• **Vorliegender Auszug**:

# # #

Laut MA HSH sind die beliebtesten Sender zwischen Nord- und Ostsee NDR 2 (22,6 Prozent Marktanteil), NDR 1 Welle Nord (19,8 Prozent) und R.SH Radio Schleswig-Holstein (17,9 Prozent). Es folgen N-JOY (6,7 Prozent) und Radio Hamburg mit 4,5 Prozent vor delta radio (3,5 Prozent), Radio NORA (2,9 Prozent) und NDR Info (2,5 Prozent).

Weitere Stationen könnten in nächster Zeit dazukommen: Die MA HSH will im Laufe des Jahres Lizenzen für Lokalradios im Lande vergeben. Auf Sylt und in Lübeck soll je ein kommerzieller Sender an den Start gehen. Hinzukommen sollen drei nicht kommerzielle Programme in Flensburg, Rendsburg und Neumünster. Allerdings ist noch unklar, wie sich die ehrenamtlichen Radiomacher finanzieren werden.


MEDIENMARKT V: Das Fernsehen und die Macht der Bilder

Trotz des Online-Booms: Die Glotze bleibt das deutsche Leitmedium. 219 Minuten pro Tag, also mehr als dreieinhalb Stunden, lief der Fernseher im Jahr 2014 in einem durchschnittlichen Haushalt. Das besagen Zahlen der Arbeitsgemeinschaft Fernsehforschung (AGF).

In Norddeutschland wurde im vergangenen Jahr das erste Programm der ARD mit einem Anteil von 12,7 Prozent am häufigsten eingeschaltet, gefolgt vom ZDF mit 12,5 Prozent. Deutschlandweit liegt laut AGF hingegen das Zweite vor dem Ersten. Weitere Lieblingssender der Nordlichter sind RTL (11,0 Prozent), Sat.1 (8,6 Prozent) und das dritte Programm des NDR (8,1 Prozent).

# # #

• **Aufgabenstellung 1**: Zählen Sie die Zeilen der Einträge, in denen die Zeichenfolge „bottle“ vorkommt, unter Beachtung der Groß- und Kleinschreibung. Nennen Sie ausschließlich die Zahl.
Der Textauszug und die Einträge stammen aus voneinander unabhängigen Quellen.

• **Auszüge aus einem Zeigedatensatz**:
# # #

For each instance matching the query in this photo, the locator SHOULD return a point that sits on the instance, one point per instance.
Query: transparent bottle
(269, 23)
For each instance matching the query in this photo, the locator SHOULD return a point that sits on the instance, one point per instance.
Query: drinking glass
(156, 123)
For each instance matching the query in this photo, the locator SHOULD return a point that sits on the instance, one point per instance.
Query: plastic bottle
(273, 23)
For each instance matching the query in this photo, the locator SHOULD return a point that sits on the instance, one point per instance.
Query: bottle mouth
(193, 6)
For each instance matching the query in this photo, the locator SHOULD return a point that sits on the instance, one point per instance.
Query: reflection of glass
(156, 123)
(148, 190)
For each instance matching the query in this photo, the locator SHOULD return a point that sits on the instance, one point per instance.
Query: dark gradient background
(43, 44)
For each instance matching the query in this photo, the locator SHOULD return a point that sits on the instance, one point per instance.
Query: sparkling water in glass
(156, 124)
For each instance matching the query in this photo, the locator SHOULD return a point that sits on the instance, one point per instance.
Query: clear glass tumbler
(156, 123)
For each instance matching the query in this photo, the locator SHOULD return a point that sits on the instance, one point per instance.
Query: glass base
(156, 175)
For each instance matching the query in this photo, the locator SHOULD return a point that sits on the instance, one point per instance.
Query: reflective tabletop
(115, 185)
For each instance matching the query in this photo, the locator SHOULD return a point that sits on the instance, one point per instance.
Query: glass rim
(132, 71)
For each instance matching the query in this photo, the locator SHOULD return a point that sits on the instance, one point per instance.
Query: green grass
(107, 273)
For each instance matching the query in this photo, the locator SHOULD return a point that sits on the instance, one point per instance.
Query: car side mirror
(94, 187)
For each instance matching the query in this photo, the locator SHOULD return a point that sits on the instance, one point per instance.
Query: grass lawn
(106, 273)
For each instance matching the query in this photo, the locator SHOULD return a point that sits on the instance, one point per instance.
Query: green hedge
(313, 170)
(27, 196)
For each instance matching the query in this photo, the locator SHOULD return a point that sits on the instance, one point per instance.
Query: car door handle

# # #

• **Aufgabenstellung 2**: Wie viele Minuten pro Tag lief laut dem Textauszug im Jahr 2014 der Fernseher in einem durchschnittlichen Haushalt?

• **Schriftliche Lösung 1**: 3

• **Schriftliche Lösung 2**: 219 Minuten pro Tag, also mehr als dreieinhalb Stunden.